CONSIGNES ->
(1) D'après l'extrait du document, à quelle date Emmanuel Poinaf dit-il avoir adressé un courrier au ministère de la justice ?
(2) Recopiez, dans l'extrait du document, le passage qui commence par « Ces fanatiques, constitués » et se poursuit jusqu'à « mai au 5 juin. ».

EXTRAIT DU DOCUMENT ->
Ces fanatiques, constitués en associations cachant leur rage de voir des têtes tomber derrière la protection de l’âge innocent, ont obtenu que l’un des acquittés de la cour d’appel de Paris en 2005, Daniel Legrand junior, subisse un nouveau procès. Pour une question procédurière. Il fut acquitté en tant que majeur. Or il était aussi poursuivi en raison d’accusations, sinon de faits, antérieurs au 15 juillet 1999, date de ses 18 ans ; pour lesquels il comparaît donc, à 33 ans, devant la cour des mineurs d’Ille-et-Vilaine de Rennes, du 19 mai au 5 juin.

Les associations surchauffées, telle “Innocence en danger”, ont trouvé des alliés dans une magistrature toujours prompte à ouvrir des parapluies corporatistes : Emmanuel Poinaf, ancien secrétaire général du syndicat FO-Magistrats, a ainsi déclaré à 20 Minutes avoir adressé un courrier au ministère de la justice, le 12 juin 2013. « Nous avons alerté la garde des sceaux sur le fait qu’une partie du contentieux n’avait pas été jugé, afin de couvrir un risque de mise en cause de la responsabilité de nos collègues. »

JEU D'ENREGISTREMENTS ->
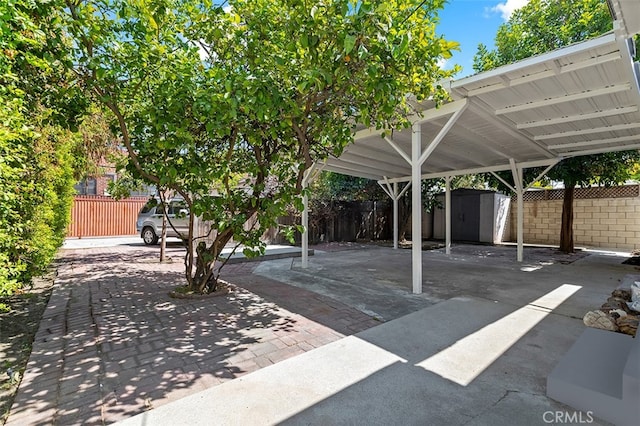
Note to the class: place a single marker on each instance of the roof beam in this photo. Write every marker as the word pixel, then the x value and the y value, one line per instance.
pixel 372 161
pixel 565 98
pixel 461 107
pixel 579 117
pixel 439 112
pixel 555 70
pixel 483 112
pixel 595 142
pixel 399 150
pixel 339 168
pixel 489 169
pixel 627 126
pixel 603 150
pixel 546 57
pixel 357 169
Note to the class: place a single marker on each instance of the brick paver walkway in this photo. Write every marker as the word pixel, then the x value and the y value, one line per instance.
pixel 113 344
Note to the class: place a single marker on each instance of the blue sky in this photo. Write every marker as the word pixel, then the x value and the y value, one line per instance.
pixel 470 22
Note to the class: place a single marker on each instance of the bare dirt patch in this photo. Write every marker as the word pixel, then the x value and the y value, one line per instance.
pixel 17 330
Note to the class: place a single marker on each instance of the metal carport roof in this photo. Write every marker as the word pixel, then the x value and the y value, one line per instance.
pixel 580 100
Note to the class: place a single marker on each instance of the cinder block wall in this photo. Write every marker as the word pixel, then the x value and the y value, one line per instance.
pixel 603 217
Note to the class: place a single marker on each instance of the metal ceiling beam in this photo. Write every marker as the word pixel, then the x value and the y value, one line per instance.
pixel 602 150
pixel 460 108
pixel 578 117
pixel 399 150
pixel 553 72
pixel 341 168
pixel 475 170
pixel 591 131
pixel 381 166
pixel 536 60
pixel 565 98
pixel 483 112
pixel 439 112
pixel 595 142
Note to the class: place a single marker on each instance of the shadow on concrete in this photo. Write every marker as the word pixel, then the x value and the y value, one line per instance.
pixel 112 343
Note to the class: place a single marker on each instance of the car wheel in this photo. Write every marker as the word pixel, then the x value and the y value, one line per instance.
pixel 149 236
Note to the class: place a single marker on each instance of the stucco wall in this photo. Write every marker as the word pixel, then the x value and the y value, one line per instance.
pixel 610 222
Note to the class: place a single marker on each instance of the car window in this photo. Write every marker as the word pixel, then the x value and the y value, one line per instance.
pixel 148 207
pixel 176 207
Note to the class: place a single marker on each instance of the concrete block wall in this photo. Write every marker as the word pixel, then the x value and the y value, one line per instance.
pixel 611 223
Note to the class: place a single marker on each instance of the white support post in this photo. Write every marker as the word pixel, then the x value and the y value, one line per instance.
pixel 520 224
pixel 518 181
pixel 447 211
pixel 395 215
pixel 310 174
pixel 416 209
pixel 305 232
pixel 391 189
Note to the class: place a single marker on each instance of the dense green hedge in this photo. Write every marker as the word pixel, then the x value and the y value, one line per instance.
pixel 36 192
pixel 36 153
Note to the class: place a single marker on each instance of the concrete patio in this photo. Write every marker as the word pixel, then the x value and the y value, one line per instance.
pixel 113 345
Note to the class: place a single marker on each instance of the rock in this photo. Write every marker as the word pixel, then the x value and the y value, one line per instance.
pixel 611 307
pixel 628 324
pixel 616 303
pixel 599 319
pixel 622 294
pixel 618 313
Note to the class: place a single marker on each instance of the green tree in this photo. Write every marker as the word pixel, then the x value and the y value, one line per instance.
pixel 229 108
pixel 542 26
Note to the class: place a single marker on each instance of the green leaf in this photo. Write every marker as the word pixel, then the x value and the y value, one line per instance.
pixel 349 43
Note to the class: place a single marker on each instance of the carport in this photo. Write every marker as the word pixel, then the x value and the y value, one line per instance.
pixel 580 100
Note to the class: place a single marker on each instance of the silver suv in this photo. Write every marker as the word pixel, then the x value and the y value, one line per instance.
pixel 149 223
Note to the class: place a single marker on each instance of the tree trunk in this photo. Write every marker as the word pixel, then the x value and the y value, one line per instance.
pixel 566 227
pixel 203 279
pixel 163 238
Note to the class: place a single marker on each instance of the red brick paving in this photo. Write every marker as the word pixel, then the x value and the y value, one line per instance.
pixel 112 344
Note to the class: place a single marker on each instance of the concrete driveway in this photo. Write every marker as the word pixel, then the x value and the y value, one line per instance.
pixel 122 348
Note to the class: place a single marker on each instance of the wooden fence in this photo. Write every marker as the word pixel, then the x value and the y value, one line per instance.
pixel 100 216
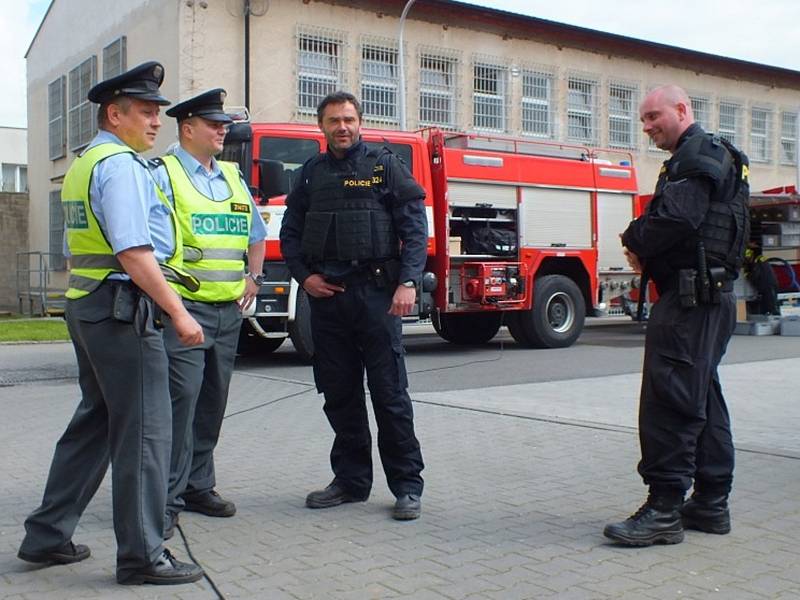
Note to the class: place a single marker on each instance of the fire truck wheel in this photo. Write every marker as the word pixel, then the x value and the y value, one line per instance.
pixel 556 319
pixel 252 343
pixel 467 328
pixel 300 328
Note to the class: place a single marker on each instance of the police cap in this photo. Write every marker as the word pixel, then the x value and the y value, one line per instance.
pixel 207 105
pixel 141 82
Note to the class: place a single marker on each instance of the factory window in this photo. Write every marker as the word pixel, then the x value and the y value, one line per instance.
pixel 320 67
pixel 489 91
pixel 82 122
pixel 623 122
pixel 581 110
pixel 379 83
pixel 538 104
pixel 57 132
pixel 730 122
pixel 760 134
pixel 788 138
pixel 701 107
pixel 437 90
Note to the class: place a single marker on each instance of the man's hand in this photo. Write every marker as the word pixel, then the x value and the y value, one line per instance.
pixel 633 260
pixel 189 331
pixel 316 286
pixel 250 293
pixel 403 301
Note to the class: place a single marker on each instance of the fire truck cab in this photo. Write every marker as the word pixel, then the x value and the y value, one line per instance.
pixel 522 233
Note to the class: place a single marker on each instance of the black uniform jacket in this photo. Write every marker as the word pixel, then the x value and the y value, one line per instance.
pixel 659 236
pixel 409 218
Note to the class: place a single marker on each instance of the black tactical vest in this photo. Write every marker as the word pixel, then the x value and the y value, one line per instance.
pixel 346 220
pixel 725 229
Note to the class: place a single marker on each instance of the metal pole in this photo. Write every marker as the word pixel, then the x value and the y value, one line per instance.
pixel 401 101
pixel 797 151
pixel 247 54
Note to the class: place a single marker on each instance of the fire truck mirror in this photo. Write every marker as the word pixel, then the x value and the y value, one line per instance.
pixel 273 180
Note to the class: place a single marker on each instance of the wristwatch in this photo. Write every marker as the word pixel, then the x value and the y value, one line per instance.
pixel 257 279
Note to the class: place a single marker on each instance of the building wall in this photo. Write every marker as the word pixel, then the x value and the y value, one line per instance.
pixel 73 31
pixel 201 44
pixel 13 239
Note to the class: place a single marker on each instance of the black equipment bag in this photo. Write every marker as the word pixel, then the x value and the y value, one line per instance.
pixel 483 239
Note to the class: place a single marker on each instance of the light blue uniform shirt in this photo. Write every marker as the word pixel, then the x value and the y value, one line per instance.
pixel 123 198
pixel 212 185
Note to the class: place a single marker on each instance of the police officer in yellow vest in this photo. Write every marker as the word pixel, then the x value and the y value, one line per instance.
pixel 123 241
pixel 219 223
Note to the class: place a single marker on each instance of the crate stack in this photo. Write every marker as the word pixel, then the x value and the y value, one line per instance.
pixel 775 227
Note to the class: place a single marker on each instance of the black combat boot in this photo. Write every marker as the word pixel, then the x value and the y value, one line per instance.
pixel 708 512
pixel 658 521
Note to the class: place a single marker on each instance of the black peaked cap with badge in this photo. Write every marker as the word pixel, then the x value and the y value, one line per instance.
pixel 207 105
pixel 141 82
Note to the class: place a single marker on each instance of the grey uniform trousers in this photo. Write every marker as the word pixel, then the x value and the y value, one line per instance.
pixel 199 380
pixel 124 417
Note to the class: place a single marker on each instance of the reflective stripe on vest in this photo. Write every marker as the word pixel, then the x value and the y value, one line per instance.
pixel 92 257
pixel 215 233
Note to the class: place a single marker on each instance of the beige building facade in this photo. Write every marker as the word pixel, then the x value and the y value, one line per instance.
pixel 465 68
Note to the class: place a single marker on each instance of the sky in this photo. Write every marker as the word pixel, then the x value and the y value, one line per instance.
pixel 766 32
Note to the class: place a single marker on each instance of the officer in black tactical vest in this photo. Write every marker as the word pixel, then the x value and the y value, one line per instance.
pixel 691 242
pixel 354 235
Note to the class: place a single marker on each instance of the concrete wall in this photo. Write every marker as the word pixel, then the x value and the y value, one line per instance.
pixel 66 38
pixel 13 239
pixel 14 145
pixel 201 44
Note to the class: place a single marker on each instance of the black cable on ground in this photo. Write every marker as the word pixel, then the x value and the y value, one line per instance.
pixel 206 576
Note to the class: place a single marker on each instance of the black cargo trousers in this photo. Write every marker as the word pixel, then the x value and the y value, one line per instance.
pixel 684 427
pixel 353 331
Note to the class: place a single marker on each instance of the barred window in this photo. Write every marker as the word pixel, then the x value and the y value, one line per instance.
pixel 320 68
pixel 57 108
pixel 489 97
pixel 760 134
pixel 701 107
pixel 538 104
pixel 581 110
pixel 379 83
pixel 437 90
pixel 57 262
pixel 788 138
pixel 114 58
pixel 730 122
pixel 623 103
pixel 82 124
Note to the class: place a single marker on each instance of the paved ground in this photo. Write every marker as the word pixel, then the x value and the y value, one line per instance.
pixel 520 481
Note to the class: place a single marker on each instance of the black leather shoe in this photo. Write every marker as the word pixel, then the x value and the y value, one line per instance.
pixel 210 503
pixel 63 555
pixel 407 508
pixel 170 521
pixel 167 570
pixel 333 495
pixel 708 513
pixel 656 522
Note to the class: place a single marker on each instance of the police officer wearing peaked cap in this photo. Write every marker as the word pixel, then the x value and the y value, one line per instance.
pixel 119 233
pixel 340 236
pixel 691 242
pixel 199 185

CORRIGÉ ->
(1) Le 12 juin 2013.

(2)
Ces fanatiques, constitués en associations cachant leur rage de voir des têtes tomber derrière la protection de l’âge innocent, ont obtenu que l’un des acquittés de la cour d’appel de Paris en 2005, Daniel Legrand junior, subisse un nouveau procès. Pour une question procédurière. Il fut acquitté en tant que majeur. Or il était aussi poursuivi en raison d’accusations, sinon de faits, antérieurs au 15 juillet 1999, date de ses 18 ans ; pour lesquels il comparaît donc, à 33 ans, devant la cour des mineurs d’Ille-et-Vilaine de Rennes, du 19 mai au 5 juin.